DATA PROVIDED =
==========
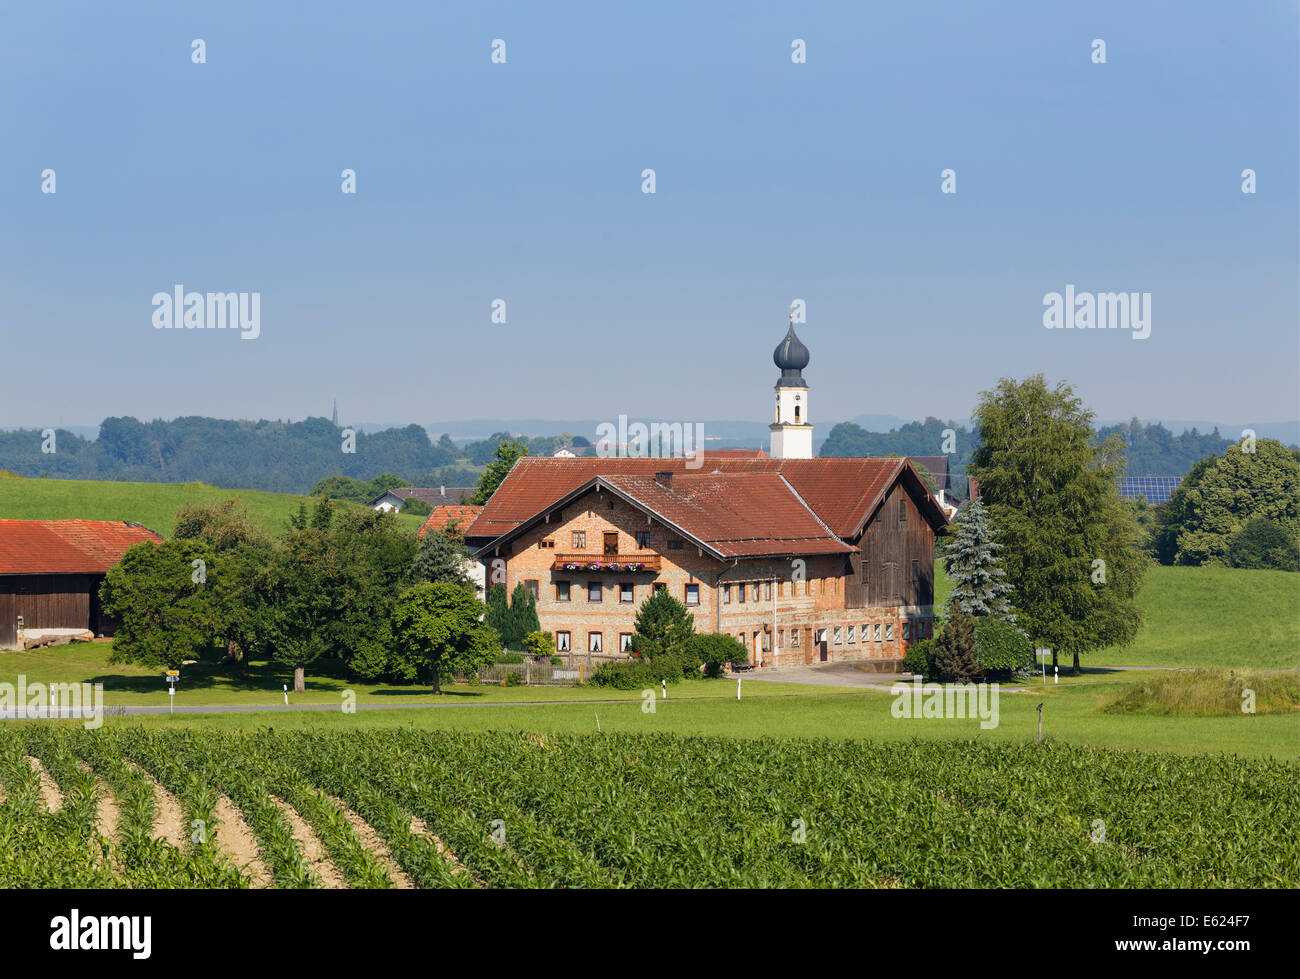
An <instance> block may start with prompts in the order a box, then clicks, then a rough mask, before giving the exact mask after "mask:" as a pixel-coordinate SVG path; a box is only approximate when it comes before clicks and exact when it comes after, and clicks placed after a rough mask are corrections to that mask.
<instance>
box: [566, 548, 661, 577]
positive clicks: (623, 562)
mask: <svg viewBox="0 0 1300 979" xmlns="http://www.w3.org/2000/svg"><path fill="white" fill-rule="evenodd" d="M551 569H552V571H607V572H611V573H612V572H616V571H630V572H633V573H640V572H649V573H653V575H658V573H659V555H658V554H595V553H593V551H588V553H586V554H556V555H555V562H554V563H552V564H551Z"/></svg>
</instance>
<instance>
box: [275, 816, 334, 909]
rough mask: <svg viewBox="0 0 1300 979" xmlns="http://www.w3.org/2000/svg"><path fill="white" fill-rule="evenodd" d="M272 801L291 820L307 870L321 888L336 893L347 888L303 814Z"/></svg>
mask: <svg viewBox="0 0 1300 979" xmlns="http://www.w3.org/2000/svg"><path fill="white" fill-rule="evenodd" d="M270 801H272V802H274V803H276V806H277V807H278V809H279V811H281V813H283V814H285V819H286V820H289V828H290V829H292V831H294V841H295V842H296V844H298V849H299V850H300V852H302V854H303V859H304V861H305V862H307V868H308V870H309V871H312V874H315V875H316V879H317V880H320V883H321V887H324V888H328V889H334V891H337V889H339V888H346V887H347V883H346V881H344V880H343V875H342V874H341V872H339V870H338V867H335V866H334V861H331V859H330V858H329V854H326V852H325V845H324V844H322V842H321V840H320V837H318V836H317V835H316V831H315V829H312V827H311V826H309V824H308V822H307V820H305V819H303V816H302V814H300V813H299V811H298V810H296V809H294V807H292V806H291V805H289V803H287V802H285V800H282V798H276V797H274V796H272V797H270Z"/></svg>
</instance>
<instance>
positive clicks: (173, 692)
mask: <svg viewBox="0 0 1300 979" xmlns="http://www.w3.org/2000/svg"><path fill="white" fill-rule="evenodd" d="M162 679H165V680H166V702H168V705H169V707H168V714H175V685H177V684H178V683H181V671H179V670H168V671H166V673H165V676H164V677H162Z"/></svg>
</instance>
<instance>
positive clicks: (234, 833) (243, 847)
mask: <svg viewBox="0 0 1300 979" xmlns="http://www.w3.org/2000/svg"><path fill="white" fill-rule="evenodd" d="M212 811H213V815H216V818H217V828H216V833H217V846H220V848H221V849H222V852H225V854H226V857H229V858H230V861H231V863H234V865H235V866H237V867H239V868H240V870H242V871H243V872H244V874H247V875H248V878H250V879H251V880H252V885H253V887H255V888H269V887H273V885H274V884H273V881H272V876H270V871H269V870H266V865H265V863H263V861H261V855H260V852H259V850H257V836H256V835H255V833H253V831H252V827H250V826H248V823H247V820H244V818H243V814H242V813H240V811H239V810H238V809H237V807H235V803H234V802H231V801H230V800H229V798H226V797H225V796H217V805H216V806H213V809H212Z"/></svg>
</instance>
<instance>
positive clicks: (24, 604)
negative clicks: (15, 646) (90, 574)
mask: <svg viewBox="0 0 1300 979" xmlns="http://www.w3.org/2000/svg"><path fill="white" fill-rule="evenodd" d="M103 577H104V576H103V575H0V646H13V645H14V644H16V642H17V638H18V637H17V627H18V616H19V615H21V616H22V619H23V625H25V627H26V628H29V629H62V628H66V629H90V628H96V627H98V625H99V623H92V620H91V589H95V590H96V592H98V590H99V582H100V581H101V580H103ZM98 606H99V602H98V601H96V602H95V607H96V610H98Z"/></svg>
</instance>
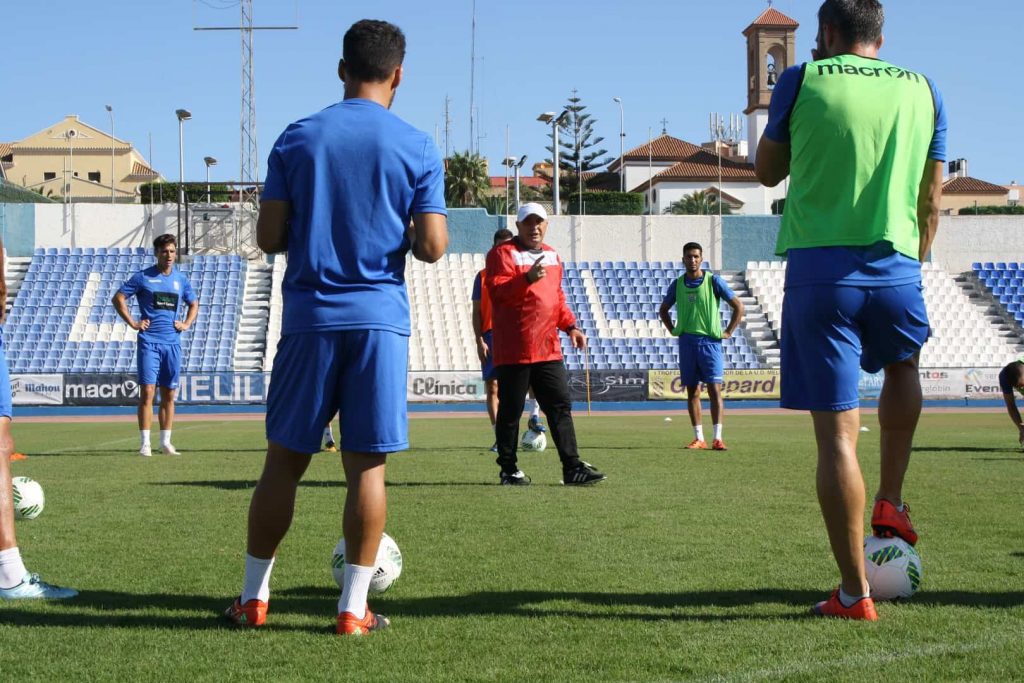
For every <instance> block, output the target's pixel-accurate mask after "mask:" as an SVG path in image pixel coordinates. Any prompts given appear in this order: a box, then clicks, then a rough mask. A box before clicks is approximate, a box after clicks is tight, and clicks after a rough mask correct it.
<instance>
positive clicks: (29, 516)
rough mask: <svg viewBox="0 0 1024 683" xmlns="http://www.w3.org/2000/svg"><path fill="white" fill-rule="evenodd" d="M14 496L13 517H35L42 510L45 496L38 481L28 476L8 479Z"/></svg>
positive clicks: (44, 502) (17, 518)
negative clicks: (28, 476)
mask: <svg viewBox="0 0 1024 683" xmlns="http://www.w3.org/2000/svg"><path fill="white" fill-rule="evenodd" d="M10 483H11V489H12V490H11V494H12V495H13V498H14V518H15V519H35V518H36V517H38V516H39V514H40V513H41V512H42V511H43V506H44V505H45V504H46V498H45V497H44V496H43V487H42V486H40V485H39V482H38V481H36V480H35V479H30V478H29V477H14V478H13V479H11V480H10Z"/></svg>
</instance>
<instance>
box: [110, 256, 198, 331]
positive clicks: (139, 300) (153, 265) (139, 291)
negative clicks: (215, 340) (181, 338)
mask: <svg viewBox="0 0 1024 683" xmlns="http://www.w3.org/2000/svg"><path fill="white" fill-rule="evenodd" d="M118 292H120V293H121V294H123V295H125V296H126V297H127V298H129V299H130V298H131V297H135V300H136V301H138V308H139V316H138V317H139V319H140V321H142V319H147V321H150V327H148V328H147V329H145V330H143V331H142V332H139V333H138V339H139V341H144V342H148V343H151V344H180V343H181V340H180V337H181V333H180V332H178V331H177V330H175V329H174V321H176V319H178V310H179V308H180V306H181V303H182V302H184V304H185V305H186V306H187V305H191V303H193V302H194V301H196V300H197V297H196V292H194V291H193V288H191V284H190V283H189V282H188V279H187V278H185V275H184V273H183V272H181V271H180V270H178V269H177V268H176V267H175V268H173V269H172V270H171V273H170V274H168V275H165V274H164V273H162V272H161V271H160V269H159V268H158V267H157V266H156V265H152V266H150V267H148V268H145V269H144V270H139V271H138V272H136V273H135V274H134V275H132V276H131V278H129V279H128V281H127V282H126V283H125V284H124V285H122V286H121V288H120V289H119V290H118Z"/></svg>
==========
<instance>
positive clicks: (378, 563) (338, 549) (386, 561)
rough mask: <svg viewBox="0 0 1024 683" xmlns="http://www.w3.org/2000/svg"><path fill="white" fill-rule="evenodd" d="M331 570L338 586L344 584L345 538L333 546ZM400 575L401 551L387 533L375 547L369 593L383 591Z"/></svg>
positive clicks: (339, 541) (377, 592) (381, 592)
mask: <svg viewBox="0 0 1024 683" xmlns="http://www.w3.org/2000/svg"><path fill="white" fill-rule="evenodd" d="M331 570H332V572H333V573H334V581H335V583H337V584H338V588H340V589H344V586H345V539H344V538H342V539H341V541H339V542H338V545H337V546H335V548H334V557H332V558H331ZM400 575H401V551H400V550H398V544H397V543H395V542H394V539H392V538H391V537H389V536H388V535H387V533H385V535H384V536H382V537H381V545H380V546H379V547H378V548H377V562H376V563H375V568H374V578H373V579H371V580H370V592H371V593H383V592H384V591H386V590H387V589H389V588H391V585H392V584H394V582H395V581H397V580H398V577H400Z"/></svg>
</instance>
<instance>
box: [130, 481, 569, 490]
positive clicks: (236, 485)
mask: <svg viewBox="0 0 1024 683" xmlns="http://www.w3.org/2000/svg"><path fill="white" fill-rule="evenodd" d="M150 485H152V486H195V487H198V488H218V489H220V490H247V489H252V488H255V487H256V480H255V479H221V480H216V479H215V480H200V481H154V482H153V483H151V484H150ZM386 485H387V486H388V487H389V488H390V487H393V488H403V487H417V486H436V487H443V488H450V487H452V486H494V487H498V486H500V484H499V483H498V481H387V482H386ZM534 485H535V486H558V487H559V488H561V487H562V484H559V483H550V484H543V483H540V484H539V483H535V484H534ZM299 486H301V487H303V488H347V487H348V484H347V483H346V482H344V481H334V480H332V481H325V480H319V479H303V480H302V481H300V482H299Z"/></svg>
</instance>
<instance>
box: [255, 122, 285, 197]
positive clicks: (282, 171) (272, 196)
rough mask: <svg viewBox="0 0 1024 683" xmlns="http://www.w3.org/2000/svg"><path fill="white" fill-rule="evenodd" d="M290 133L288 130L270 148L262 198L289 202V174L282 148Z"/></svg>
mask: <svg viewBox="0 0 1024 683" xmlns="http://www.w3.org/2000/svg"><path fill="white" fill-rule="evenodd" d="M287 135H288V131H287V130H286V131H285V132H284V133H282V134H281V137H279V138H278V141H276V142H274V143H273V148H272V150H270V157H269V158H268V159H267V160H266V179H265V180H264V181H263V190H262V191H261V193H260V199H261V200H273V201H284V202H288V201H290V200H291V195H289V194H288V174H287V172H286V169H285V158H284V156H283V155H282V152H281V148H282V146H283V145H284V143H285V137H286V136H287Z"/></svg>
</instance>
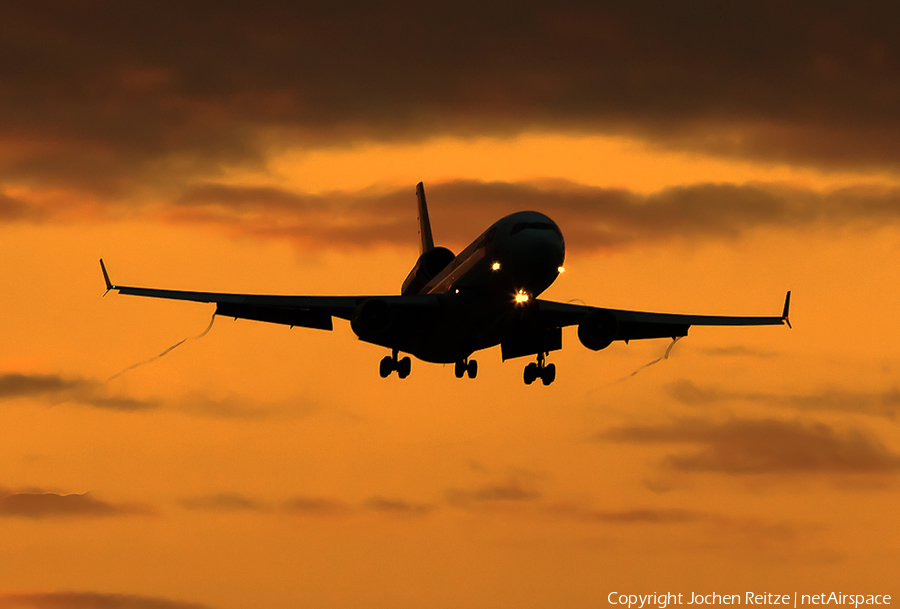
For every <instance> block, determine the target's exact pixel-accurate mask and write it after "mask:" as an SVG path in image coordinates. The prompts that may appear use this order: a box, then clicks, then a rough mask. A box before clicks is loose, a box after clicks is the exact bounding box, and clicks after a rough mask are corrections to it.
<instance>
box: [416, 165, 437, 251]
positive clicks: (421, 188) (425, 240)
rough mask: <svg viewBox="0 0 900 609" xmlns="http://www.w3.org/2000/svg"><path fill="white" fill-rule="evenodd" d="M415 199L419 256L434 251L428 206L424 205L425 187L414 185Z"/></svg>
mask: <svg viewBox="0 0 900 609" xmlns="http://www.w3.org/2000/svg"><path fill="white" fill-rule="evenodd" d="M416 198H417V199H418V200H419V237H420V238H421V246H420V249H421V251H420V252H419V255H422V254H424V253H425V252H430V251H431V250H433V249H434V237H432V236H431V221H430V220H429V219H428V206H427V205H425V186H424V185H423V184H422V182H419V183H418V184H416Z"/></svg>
==========
ABOUT THIS EXERCISE =
List every line in the material above that contains the word "then". Case counts.

TASK SOLUTION =
An <instance> block may start with prompts in the order a box, then clicks, then a rough mask, before giving the exact mask after "mask:" as a pixel-coordinate SVG path; a box is only approximate when it comes before clicks and exact when it comes after, and clicks placed after a rough mask are corrections to that mask.
For every <instance> block, output the target's pixel-accurate mask after "mask:" as an SVG path in image pixel coordinates. Any prompts given appear in this order: a box, then clicks, then a rough mask. A box before clicks is approximate, a box after clicks is tight, and clicks after a rough mask correct it.
For every <instance> block, determine the target's exact pixel-accurate mask and write it after "mask:" as an SVG path in image coordinates. The prompts that may appear use this order: a box, then clicks, then a rough mask. A box before clicks is loose, a box after clicks is the exact bounding box, and clicks after a rough mask are corrections to it.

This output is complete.